[DATA TO USE]:
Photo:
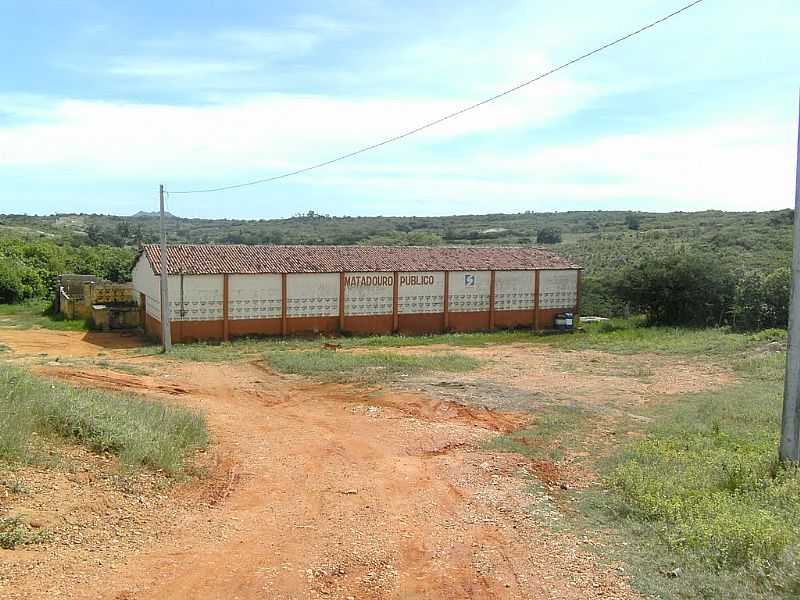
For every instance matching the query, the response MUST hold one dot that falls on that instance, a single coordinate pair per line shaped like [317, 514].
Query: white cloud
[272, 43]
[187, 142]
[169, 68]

---

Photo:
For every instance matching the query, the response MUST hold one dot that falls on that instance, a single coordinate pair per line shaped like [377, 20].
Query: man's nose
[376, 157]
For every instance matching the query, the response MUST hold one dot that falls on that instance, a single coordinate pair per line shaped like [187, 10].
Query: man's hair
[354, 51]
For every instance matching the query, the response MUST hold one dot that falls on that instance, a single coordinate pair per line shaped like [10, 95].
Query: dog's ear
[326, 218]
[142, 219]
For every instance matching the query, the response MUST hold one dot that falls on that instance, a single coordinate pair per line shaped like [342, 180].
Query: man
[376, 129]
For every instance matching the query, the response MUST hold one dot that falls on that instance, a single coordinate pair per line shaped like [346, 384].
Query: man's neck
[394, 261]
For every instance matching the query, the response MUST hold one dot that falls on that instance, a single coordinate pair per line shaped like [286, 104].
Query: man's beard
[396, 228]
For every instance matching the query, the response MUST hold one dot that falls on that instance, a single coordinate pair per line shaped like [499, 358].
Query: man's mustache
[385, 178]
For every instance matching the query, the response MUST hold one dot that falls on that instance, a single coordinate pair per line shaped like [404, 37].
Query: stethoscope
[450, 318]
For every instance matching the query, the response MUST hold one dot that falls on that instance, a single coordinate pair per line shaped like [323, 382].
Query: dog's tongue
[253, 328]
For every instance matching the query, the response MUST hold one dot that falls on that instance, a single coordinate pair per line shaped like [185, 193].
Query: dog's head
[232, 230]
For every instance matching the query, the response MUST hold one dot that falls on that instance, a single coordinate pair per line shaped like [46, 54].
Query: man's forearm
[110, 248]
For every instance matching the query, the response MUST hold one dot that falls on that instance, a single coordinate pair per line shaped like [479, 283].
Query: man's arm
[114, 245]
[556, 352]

[WHAT YOU HAVE TO DO]: Starting at the line above that contains "Query: man's mustache", repeat each line exactly up to and including the line that contains "like [323, 382].", and stop there.

[EXERCISE OUTPUT]:
Query: man's mustache
[385, 178]
For every instance matching the query, the response MUST hold one dot that falls on that instance, a single coordinate pair per line shaped like [404, 37].
Query: stethoscope
[450, 318]
For every instance matching the query, the response MUST hold one dot that falls on that instance, a single coordinate pair per line shaped like [323, 382].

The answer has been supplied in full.